What to work on:
1. In the pizza discussion below, rewrite the paragraph beginning "Now, a "plank steak" is an odd creature" as a brief list of steps, keeping its main facts.
2. Answer these questions from the pizza discussion below:
(a) Under Terry Karney's definition, what does a pizza with tomato sauce need?
(b) What is the title of Christine Lavin's new CD?
(c) In what town was the "plank steak" pizza spotted?

DDB @ 68: What's your definition of "pizza"? Does Byerly's pesto pizza count? (I remember it fondly from a couple of Minneapolis cons.)

#70 ::: Terry Karney ::: (view all by) ::: September 18, 2009, 08:55 PM:

DDB: the cheese-thingy you describe isn't pizza.

Pizza (per my definition) needs to have a leavened bread as the base. It ought to be large enough to feed more than one person (though, "personal" pizzas aren't wrong, they just aren't "classic").

It should be a dinner food. It has to be open-faced, and baked.

It needs a sauce (usually, though I've much enjoyed them without) and seems a bit off if there is no cheese.

If the sauce is tomato, it needs oregano.

After that... pretty much anything goes.

Your mileage, as stated, varies.

#71 ::: TexAnne ::: (view all by) ::: September 18, 2009, 09:01 PM:

Terry, I agree with everything except the "dinner" part. It may start out as dinner, but leftovers are breakfast!

#72 ::: Mary Aileen ::: (view all by) ::: September 18, 2009, 09:44 PM:

TexAnne (71): And when you have pizza for breakfast, it should not be reheated.

#73 ::: TexAnne ::: (view all by) ::: September 18, 2009, 10:24 PM:

Mary Aileen, 72: I make exceptions for cold winter mornings that otherwise require grits (which are also usually leftovers.)

#74 ::: Debra Doyle ::: (view all by) ::: September 18, 2009, 10:44 PM:

This is starting to read like the pizza version of the "it isn't a real bagel if it has X in it" argument.

Me, I think I'll go for "pizza with/without X counts as 'real' if it appears as one of the listed pizza offerings on a pizzeria menu otherwise dominated by the standard cheese-tomato-and-optional meat variations."

#75 ::: Joel Polowin ::: (view all by) ::: September 18, 2009, 11:59 PM:

I see that Christine Lavin has a new CD scheduled for release in November: Cold Pizza For Breakfast.

#76 ::: Terry Karney ::: (view all by) ::: September 19, 2009, 04:28 AM:

TexAnne: Yes, pizza can be breakfast, just as hashbrowns and eggs can be dinner.

Debra Doyle: My tastes on pizza are fairly catholic, but tortillas aren't in the same category.

#77 ::: Ingvar M ::: (view all by) ::: September 19, 2009, 07:21 AM:

Oh, just remembered another MOST scrumptious concoction (o far only spotted in one place, in Nyköping, in a smallish mostly-restaurant that does pizza on the side). The "plank steak" pizza.

Now, a "plank steak" is an odd creature to start with. Take a decent beef steak, place it on a thick cooking board (usually oak), pipe dense mashed potatoes around the edge. Place this in the oven and cook it until the steak is done as you prefer it. Then place a healthy dollop of Sauce Bearnaise in the sauce hole bored in one corner.

Listed records:
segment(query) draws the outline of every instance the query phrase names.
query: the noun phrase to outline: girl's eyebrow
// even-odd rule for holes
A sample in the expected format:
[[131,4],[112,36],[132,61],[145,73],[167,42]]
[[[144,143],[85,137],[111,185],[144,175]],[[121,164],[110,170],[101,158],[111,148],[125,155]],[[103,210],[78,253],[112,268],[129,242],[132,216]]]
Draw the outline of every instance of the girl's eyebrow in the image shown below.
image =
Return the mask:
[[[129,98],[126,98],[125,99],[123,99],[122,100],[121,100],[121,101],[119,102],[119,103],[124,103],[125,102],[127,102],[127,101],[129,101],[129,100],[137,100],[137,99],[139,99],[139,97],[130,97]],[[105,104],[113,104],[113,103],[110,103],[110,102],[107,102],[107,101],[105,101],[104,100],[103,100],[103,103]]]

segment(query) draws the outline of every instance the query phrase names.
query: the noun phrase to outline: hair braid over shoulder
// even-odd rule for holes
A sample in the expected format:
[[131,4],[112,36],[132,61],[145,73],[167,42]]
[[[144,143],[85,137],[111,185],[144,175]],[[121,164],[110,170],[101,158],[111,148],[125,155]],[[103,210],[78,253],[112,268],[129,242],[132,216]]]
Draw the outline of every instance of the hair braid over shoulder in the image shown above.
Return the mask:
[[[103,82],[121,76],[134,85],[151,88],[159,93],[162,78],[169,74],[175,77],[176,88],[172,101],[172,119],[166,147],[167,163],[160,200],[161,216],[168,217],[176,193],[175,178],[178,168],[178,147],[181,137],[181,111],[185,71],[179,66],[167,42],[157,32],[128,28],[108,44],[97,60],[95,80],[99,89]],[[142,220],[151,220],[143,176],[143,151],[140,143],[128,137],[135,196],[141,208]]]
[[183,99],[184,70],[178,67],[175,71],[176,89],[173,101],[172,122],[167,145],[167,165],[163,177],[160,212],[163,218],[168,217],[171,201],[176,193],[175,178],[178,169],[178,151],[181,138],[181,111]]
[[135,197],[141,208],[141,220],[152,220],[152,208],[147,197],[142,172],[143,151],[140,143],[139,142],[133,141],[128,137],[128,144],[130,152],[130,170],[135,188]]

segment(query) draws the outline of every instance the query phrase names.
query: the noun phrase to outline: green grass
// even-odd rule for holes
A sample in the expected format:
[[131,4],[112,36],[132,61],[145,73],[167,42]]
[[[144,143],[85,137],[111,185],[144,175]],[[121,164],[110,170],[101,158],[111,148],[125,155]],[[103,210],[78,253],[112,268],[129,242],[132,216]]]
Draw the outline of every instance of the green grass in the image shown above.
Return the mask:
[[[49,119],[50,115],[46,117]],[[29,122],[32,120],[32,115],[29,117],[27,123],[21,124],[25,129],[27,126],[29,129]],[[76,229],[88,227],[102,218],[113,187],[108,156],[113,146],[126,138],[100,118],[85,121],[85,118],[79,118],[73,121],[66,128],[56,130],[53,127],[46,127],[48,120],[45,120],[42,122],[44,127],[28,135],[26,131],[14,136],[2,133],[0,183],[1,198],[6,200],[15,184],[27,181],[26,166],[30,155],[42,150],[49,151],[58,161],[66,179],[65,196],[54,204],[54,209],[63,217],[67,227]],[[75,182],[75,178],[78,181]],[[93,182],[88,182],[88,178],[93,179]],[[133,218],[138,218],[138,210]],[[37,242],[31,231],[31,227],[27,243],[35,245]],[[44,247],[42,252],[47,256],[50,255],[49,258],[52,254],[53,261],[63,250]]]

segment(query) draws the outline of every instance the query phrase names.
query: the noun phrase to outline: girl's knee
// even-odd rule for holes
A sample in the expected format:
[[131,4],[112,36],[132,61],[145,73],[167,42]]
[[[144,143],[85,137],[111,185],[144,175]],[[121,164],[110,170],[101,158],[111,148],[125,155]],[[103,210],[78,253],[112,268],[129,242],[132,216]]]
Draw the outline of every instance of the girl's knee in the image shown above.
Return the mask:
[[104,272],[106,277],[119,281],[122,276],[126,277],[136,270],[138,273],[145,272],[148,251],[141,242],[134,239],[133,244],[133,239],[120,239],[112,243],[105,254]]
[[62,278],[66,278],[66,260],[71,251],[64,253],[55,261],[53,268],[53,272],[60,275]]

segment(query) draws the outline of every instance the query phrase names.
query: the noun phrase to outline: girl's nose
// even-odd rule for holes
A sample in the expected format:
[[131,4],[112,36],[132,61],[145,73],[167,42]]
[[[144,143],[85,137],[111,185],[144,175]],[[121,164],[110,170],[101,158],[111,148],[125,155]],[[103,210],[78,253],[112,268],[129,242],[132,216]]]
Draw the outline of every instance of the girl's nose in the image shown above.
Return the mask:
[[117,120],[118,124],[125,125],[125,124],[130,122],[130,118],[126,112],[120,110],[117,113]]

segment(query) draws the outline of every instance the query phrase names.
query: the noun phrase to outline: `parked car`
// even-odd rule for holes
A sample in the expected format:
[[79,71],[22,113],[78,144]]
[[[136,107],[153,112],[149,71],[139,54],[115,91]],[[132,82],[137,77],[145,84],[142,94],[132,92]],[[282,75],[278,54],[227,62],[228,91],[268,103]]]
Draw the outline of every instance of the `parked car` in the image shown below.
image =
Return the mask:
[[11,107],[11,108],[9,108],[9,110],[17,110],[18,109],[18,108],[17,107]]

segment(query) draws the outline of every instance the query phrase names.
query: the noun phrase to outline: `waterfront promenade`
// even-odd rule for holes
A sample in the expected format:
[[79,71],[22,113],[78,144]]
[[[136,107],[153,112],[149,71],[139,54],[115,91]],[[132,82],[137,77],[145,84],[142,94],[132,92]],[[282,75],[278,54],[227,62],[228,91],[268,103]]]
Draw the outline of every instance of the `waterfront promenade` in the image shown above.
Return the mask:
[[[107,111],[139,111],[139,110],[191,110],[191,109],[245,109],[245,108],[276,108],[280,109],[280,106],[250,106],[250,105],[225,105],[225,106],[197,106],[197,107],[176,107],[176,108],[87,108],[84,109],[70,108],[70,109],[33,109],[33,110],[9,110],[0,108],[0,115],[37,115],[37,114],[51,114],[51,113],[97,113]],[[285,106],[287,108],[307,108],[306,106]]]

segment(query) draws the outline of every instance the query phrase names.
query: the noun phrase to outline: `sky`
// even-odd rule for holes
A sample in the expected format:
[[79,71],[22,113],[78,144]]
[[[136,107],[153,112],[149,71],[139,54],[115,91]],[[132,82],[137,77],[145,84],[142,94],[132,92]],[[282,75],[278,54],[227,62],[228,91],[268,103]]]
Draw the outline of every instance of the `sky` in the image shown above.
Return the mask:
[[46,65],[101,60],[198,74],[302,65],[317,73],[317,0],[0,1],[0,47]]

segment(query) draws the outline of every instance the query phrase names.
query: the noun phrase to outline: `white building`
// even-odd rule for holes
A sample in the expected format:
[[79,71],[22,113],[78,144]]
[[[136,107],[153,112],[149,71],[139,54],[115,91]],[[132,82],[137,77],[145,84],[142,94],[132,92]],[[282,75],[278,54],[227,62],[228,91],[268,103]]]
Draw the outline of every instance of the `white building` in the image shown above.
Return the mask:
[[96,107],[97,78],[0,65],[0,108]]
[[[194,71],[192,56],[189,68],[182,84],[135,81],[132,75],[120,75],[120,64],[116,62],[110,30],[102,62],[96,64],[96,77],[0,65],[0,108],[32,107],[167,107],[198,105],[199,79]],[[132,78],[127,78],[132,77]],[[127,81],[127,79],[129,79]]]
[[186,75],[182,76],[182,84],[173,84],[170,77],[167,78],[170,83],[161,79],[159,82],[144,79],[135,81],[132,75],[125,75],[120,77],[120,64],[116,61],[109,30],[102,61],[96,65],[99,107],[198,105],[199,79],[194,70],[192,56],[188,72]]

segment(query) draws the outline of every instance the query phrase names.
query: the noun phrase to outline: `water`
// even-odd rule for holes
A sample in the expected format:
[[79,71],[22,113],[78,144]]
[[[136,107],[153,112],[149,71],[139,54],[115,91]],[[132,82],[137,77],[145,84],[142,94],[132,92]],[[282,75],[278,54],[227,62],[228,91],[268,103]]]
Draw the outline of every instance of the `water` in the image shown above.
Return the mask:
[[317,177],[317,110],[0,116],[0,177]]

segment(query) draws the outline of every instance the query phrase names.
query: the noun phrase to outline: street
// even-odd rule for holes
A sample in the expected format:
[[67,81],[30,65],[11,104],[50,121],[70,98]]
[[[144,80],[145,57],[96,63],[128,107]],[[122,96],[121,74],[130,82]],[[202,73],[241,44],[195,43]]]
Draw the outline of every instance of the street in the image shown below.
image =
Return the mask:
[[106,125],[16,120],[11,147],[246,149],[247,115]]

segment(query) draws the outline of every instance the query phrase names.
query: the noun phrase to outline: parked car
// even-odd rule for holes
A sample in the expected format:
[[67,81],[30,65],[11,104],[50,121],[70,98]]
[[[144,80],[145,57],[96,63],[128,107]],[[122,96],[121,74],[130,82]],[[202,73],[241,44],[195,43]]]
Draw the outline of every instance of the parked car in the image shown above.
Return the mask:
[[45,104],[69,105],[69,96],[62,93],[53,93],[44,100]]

Answers given:
1.
A "plank steak" is an unusual dish, prepared as follows:
- Place a decent beef steak on a thick cooking board, usually oak.
- Pipe dense mashed potatoes around the edge.
- Cook it in the oven until the steak is done to preference.
- Add a healthy dollop of Sauce Bearnaise to the sauce hole bored in one corner.

2.
(a) Oregano.
(b) Cold Pizza For Breakfast.
(c) Nyköping.